Seorang Petani Mencari Nafkah Untuk Keluarga Dari Menyadap Pohon Karet
Oleh: Choirul Wijayanto
17304153023
Pak Hamidi setiap pagi bekerja di kebun karetnya mengumpulkan getah
karet
Pohon karet merupakan salah
satu kekayaan alam yang terhampar luas di tanah air bagi sebagian masyarakat di
Desa Tirta Mulya Kecamatan Makarti Jaya Kabupaten Musi Banyuasin Palembang.
Pepohonan karet sudah seperti curahan rejeki, baik untuk sang pemilik maupun
sekedar buruhnya. Begitu pula dengan Hamidi, pria berusia 42 tahun yang
menggantungkan hidup keluarganya dari pohon karet. Meski memiliki kebun
karetnya sendiri kehidupan Hamidi tidaklah seberuntung pemilik kebun karet
lainnya.
Setiap hari Hamidi berjalan sejauh dua kilometer untuk mencapai
kebun karetnya bersama sang anak bernama
Junaidi, ia selalu berharap kebun karetnya menghasilkan getah yang cukup untuk
dijual. Kebun karetnya memang tidak luas dan juga banyak ditumbuhi tanaman
belukar yang menganggu pekerjaannya menyadap getah karet. Pohon karet miliknya
itu ditumbuhi oleh pepohonan yang tua pula sehingga getah yang dihasilkan hanya
sedikit saja.

● ● ● ● ● ● ●

=== Tujuan 1 ===
Nyatakan entri mulai dari baris yang memuat "Does any door window" sampai dengan baris yang memuat "[171,255,297,339]" sebagai CSV dua kolom bernama "teks" dan "jawaban", dengan satu baris untuk setiap teks beserta jawabannya. Apit setiap nilai dengan tanda kutip dan ganti jeda baris di dalamnya dengan spasi.
Bacaan di atas dan entri berikut diambil dari sumber yang berbeda.

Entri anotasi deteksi
● ● ● ● ● ● ●

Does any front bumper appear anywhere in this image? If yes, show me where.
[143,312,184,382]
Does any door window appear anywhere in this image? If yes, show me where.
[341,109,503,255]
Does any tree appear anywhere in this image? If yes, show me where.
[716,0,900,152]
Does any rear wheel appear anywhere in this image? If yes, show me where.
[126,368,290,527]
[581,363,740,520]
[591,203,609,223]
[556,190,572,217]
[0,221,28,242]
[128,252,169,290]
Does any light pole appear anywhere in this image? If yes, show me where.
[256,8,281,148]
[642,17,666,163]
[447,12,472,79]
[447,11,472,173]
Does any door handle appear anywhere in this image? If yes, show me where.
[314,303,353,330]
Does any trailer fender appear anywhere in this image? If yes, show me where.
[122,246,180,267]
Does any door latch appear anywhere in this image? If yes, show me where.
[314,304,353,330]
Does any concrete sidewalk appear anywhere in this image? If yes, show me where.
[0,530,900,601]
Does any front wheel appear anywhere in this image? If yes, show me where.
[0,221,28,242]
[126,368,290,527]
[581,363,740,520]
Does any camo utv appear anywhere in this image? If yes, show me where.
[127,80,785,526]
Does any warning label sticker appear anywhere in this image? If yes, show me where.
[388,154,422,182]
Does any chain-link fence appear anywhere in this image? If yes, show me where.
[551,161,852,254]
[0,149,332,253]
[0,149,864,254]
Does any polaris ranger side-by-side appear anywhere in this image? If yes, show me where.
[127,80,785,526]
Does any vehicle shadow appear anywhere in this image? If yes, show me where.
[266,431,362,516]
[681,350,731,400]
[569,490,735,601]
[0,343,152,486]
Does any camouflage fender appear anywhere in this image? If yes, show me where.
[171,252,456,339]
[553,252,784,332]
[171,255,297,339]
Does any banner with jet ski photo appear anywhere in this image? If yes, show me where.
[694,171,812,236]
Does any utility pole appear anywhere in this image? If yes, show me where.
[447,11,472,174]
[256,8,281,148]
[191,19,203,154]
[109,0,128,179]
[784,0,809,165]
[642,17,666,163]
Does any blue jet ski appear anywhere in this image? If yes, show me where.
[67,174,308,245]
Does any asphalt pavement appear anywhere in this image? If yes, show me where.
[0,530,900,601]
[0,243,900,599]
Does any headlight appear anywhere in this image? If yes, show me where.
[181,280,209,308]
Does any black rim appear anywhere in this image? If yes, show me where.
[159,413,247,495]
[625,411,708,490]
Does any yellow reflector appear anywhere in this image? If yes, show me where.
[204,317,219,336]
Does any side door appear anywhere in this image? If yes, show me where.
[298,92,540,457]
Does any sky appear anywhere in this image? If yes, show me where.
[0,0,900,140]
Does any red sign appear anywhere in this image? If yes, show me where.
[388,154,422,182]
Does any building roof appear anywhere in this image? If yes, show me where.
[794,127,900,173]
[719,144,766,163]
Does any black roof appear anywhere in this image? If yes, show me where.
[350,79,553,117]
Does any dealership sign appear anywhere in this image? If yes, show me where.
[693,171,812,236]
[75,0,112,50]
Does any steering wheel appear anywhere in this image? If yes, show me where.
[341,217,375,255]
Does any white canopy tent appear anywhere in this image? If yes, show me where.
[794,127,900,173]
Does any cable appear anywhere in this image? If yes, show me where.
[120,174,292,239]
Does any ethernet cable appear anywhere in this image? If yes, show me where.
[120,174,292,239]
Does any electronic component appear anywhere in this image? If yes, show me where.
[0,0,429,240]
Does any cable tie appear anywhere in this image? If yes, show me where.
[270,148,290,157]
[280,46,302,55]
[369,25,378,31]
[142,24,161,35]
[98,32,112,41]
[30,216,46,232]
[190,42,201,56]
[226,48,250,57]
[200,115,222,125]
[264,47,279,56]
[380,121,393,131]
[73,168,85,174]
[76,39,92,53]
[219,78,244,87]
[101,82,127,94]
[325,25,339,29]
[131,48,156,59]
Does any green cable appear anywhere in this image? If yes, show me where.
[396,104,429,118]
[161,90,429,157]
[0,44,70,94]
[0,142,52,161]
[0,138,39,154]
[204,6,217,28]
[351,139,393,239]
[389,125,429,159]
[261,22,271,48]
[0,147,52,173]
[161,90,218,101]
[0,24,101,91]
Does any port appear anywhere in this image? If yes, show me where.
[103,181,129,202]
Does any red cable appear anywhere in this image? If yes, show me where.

● ● ● ● ● ● ●

=== Tujuan 2 ===
Lanjutkan bacaan tentang petani penyadap karet itu mulai dari titik terakhirnya.

=== Hasil Latihan 1 ===
teks,jawaban
"Does any door window appear anywhere in this image? If yes, show me where.","[341,109,503,255]"
"Does any tree appear anywhere in this image? If yes, show me where.","[716,0,900,152]"
"Does any rear wheel appear anywhere in this image? If yes, show me where.","[126,368,290,527] [581,363,740,520] [591,203,609,223] [556,190,572,217] [0,221,28,242] [128,252,169,290]"
"Does any light pole appear anywhere in this image? If yes, show me where.","[256,8,281,148] [642,17,666,163] [447,12,472,79] [447,11,472,173]"
"Does any door handle appear anywhere in this image? If yes, show me where.","[314,303,353,330]"
"Does any trailer fender appear anywhere in this image? If yes, show me where.","[122,246,180,267]"
"Does any door latch appear anywhere in this image? If yes, show me where.","[314,304,353,330]"
"Does any concrete sidewalk appear anywhere in this image? If yes, show me where.","[0,530,900,601]"
"Does any front wheel appear anywhere in this image? If yes, show me where.","[0,221,28,242] [126,368,290,527] [581,363,740,520]"
"Does any camo utv appear anywhere in this image? If yes, show me where.","[127,80,785,526]"
"Does any warning label sticker appear anywhere in this image? If yes, show me where.","[388,154,422,182]"
"Does any chain-link fence appear anywhere in this image? If yes, show me where.","[551,161,852,254] [0,149,332,253] [0,149,864,254]"
"Does any polaris ranger side-by-side appear anywhere in this image? If yes, show me where.","[127,80,785,526]"
"Does any vehicle shadow appear anywhere in this image? If yes, show me where.","[266,431,362,516] [681,350,731,400] [569,490,735,601] [0,343,152,486]"
"Does any camouflage fender appear anywhere in this image? If yes, show me where.","[171,252,456,339] [553,252,784,332] [171,255,297,339]"

=== Hasil Latihan 2 ===
Kondisi tubuhnya yang didera penyakit inilah yang membuat Hamidi
tidak dapat merawat kebun yang ia miliki. Penyakit asam urat yang ia derita
terasa semakin parah dan membuatnya sulit bergerak utamanya ketika dalam
kondisi yang sangat lelah. Pohon karet biasanya dapat menghasilkan getah hingga
pohon itu berusia 25 tahun, bahkan usia produktif itu bisa semakin lama jika
dirawat dengan baik. Hal tersebut disadari olehnya, namun kondisi ekonomi yang
mepet membuatnya tidak mampu membeli sekedar pupuk bagi penyubur kebun
karetnya.“Untuk membeli pupuk itu saya tidak mampu karena penghasilan saya
kurang jadi dibiarkan, Allah yang mengasih rejeki sebanyak apa yang dikasihNya
saya terima” ucap Hamidi.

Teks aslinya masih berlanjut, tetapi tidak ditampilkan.